_Text segment:_
The U.S. strategic vision is to project its maritime power against China and contest for control over even Chinese waters and economic zones. This is the 2018 U.S. Pacific strategy doctrine that it has itself put forward, which it de-classified recently.

The doctrine states that the U.S. naval strategy is to deny China sustained air and sea dominance even inside the first island chain and dominate all domains outside the first island chain. For those interested in how the U.S. views the Quad and India’s role in it, this document is a good education.

A virtual Quadrilateral group summit with Australia, India and Japan at the White House on March 12. (White House, Adam Schultz)

As India found to its cost in Lakshadweep, the U.S. definition of the freedom of navigation does not square with India’s either. For all its talk about rule-based world order, the United States has not signed the UN Convention on the Law of the Sea (UNCLOS) either.The United States wants to use the disputes that Vietnam, the Philippines, Indonesia, Thailand and Malaysia have with China over the boundaries of their respective exclusive economic zones. While some of them may look to the United States for support against China, none of these Southeast Asian countries supports the U.S. interpretation of the Freedom of Navigation, under which it carries out its Freedom of Navigation Operations, or FONOPS.

So, when India and other partners of the United States sign on to Freedom of Navigation statements of the United States, they are signing on to the U.S. understanding of the freedom of navigation, which is at variance with theirs.

The 1973 Nuclear Non-Proliferation Treaty created two classes of countries, ones that would be allowed to use a set of technologies that could lead to bomb-grade uranium or plutonium, and others that would be denied them.

There was, however, a submarine loophole in the NPT and its complementary IAEA Safeguards for the peaceful use of atomic energy. Under the NPT, non-nuclear-weapon-state parties must place all nuclear materials under International Atomic Energy Agency safeguards, except nuclear materials for nonexplosive military purposes.

No country until now has utilized this submarine loophole to withdraw weapon-grade uranium from safeguards. If this exception is utilized by Australia, how will the United States continue to argue against Iran’s right to enrich uranium, say for nuclear submarines, which is within its right to develop under the NPT?

Natural-language descriptions of regions
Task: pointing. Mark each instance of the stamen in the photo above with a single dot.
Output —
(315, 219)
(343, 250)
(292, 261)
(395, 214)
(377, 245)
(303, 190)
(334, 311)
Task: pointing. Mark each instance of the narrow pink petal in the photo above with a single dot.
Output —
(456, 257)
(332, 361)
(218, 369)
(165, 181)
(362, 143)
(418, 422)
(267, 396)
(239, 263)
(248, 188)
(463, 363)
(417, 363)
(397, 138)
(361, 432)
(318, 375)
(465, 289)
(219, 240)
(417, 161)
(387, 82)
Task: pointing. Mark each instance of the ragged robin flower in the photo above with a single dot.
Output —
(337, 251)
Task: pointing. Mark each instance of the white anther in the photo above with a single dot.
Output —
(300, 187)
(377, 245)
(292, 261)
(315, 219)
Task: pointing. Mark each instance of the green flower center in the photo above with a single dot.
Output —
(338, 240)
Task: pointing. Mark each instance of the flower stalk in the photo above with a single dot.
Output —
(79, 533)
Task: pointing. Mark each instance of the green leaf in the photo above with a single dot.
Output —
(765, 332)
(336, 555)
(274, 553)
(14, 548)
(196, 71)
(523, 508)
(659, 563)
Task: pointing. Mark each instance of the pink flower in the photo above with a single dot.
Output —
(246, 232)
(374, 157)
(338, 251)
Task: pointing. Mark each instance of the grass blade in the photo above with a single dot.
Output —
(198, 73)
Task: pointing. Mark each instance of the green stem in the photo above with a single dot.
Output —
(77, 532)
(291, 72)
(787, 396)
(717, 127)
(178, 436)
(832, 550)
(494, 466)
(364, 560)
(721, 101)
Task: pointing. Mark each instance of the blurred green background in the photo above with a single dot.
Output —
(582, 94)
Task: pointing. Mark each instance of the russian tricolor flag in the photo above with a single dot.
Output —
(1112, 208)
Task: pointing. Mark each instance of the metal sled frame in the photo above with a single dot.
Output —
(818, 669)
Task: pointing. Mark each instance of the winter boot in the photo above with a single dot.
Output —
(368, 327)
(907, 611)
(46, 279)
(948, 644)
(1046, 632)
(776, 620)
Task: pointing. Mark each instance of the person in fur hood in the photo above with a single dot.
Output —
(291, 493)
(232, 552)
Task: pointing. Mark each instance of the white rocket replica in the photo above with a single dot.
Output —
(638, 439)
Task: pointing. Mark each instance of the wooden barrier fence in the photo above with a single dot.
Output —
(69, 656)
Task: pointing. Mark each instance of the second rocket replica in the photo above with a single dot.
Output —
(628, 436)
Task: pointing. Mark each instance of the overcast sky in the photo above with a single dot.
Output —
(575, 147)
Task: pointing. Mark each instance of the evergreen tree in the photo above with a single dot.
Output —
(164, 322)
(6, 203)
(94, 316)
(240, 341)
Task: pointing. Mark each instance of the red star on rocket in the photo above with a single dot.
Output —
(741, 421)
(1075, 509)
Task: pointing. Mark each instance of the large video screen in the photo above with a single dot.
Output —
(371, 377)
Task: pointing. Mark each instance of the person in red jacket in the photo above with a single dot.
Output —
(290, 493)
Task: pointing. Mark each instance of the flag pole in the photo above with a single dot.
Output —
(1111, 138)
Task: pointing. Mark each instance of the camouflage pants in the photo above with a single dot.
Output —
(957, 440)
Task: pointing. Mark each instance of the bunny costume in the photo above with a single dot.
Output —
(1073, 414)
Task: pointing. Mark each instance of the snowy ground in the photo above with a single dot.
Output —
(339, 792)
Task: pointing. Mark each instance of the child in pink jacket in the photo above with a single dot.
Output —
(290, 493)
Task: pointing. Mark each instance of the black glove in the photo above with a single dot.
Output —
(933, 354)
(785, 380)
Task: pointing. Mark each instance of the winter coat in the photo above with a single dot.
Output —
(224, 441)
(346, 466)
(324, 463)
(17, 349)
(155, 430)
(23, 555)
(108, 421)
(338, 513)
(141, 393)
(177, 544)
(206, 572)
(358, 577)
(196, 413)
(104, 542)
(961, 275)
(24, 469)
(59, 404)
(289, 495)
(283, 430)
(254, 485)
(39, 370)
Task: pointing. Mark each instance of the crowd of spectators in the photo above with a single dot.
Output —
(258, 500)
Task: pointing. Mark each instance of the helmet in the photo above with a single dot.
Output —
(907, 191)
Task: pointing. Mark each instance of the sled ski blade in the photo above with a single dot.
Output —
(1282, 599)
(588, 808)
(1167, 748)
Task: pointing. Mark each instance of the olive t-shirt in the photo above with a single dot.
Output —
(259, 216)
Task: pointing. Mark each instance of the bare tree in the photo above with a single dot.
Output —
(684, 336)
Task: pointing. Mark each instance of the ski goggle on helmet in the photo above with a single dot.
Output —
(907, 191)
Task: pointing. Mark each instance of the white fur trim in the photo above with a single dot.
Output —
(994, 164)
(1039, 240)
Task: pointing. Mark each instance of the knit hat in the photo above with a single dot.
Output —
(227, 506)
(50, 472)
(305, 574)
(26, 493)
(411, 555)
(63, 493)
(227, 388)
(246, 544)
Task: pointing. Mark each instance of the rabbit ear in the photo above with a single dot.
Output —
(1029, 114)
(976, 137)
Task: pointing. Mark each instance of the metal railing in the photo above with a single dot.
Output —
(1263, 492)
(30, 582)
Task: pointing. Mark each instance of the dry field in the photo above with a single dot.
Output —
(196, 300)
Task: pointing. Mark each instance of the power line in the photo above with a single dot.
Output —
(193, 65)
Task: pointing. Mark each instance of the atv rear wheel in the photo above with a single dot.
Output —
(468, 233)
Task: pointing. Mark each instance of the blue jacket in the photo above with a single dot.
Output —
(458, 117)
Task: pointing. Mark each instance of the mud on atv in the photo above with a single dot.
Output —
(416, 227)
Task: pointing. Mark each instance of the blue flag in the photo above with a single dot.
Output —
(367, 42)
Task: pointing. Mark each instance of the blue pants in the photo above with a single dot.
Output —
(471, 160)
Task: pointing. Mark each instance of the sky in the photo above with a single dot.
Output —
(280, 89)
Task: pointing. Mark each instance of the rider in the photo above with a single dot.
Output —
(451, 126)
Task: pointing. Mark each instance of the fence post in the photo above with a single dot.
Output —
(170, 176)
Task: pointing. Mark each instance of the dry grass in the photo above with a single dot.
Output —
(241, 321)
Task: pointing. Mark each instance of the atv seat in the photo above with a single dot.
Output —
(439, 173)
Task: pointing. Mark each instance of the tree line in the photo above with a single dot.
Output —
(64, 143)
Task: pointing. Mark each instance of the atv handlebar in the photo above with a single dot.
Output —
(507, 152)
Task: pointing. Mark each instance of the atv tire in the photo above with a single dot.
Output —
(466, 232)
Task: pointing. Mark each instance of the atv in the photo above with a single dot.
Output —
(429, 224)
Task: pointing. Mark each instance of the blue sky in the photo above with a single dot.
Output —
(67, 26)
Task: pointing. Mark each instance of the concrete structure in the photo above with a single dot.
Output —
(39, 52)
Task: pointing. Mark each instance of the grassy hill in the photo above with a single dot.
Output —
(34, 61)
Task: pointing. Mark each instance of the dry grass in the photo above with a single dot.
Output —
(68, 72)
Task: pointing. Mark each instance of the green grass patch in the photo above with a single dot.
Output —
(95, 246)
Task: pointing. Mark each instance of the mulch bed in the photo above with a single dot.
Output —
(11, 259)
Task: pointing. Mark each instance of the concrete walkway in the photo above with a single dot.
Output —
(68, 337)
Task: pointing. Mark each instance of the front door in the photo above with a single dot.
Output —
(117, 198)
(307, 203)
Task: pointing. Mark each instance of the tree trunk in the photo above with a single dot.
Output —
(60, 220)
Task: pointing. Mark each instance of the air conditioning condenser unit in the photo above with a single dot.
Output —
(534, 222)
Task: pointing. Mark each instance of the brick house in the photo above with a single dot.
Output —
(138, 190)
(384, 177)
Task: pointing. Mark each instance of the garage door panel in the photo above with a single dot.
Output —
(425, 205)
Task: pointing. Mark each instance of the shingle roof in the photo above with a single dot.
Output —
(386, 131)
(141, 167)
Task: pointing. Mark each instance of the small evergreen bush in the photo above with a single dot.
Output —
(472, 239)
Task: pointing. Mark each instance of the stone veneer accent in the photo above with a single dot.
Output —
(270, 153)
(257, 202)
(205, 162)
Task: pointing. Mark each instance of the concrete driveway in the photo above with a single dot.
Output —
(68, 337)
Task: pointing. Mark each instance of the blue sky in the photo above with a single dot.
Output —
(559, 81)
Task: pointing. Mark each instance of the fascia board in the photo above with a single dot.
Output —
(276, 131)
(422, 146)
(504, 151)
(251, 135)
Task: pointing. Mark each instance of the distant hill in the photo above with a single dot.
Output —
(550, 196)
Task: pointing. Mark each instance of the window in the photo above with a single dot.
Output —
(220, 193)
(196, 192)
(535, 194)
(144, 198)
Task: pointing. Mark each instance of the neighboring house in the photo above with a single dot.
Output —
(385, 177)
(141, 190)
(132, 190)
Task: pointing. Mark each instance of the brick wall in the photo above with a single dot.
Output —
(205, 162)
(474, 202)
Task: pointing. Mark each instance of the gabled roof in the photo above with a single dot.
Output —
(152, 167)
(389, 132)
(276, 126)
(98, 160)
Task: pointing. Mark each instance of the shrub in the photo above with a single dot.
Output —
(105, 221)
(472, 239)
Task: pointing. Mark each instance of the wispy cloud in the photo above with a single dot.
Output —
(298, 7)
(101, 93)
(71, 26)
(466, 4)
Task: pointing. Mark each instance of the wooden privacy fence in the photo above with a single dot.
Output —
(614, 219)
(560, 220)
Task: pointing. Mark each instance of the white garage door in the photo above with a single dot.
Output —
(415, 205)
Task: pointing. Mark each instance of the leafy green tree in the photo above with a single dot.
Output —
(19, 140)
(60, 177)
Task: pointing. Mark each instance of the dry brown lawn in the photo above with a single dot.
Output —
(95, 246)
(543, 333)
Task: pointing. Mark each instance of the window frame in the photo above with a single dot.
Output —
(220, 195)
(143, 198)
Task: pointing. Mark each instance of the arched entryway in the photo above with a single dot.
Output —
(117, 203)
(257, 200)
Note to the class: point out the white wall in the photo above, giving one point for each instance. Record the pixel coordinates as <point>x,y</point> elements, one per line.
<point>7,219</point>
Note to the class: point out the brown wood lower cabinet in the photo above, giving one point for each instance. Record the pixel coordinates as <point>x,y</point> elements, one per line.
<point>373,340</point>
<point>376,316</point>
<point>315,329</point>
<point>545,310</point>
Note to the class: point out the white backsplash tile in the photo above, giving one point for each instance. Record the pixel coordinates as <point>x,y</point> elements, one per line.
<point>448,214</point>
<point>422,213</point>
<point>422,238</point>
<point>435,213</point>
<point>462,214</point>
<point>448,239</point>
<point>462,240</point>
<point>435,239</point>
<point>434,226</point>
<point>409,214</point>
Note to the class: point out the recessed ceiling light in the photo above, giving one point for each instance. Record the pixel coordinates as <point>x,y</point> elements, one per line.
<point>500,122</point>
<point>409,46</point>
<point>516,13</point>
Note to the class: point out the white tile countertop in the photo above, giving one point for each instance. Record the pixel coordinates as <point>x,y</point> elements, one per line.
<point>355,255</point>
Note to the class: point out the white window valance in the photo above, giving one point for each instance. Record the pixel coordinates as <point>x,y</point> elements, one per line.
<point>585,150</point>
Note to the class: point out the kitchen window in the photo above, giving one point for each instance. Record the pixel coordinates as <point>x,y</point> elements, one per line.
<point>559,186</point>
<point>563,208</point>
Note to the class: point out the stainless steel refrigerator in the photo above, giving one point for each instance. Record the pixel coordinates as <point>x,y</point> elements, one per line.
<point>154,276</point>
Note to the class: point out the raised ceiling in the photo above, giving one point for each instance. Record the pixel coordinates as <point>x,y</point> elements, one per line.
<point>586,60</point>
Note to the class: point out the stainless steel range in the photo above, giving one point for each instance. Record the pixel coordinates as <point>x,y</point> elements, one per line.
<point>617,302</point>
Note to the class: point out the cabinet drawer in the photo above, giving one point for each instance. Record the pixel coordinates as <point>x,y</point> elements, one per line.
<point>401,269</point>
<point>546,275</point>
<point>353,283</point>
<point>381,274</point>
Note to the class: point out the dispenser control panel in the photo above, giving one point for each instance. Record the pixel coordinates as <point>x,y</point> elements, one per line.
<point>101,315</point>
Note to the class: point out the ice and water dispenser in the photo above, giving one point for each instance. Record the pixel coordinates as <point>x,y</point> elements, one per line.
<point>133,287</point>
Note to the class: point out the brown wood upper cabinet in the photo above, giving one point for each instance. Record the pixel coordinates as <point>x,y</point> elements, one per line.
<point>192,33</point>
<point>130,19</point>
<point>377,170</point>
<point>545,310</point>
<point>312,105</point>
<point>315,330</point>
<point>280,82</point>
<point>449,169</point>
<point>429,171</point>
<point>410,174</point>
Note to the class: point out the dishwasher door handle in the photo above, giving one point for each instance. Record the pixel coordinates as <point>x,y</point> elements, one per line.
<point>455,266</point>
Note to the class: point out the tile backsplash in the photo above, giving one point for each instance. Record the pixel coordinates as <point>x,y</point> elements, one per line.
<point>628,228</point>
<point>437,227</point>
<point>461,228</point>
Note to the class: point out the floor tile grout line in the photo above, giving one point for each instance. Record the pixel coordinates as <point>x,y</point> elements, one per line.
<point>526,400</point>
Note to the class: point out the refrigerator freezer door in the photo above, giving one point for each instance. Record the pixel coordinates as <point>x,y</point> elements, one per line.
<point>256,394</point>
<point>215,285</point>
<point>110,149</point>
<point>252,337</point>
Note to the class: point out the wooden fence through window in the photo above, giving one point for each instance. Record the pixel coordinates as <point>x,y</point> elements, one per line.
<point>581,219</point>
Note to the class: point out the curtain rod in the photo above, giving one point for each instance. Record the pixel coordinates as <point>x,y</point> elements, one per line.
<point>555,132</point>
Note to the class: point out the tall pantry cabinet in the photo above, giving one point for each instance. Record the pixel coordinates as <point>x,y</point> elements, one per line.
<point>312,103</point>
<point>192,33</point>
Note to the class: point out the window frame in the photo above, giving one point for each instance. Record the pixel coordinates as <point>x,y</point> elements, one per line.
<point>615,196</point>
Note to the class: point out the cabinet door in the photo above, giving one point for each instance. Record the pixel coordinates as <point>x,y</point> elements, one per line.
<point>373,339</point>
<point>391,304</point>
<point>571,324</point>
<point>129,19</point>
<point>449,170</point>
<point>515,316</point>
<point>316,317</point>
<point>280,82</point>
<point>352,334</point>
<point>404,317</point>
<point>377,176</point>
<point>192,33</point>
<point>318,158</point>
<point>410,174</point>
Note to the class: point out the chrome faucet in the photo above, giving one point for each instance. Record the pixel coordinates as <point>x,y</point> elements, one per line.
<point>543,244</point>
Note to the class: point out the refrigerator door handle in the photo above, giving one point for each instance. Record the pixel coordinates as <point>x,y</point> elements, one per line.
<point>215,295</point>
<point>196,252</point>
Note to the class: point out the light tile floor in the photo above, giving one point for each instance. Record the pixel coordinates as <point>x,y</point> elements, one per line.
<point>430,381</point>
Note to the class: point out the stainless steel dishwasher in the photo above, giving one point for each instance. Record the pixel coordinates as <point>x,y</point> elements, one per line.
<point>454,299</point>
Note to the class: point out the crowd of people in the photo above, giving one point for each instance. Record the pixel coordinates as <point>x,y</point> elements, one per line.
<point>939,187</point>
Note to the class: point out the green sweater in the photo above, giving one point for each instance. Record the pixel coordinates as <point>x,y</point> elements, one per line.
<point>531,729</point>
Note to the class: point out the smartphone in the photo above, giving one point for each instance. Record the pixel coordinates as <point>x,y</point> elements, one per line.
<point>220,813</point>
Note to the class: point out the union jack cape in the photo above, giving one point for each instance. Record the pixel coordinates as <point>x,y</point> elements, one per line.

_Work instruction A:_ Repeat the part of the article on U.S. Pacific strategy starting at "As India found" and ending at "Operations, or FONOPS.".
_Work instruction B:_ Carry on the article on U.S. Pacific strategy from its last sentence.
The records have no connection to the article on U.S. Pacific strategy.

_Task answer A:_
As India found to its cost in Lakshadweep, the U.S. definition of the freedom of navigation does not square with India’s either. For all its talk about rule-based world order, the United States has not signed the UN Convention on the Law of the Sea (UNCLOS) either.The United States wants to use the disputes that Vietnam, the Philippines, Indonesia, Thailand and Malaysia have with China over the boundaries of their respective exclusive economic zones. While some of them may look to the United States for support against China, none of these Southeast Asian countries supports the U.S. interpretation of the Freedom of Navigation, under which it carries out its Freedom of Navigation Operations, or FONOPS.

_Task answer B:_
India was never a signatory to the NPT, and therefore is a different case from that of Australia. If Australia, a signatory, is allowed to use the submarine loophole, what prevents other countries from doing so as well?

Australia did not have to travel this route if it wanted nuclear submarines. The French submarines that they were buying were originally nuclear submarines but using low-enriched uranium. It is the retrofitting of diesel engines that has created delays in their supplies to Australia. It appears that under the current Australian leadership of Prime Minister Scott Morrison, Australia wants to flex its muscles in the neighborhood, therefore tying up with Big Brother, the United States.

For the United States, if Southeast Asia is the terrain of struggle against China, Australia is a very useful springboard. It also substantiates what has been apparent for some time now — that the Indo-Pacific is only cover for a geostrategic competition between the United States and China over Southeast Asia.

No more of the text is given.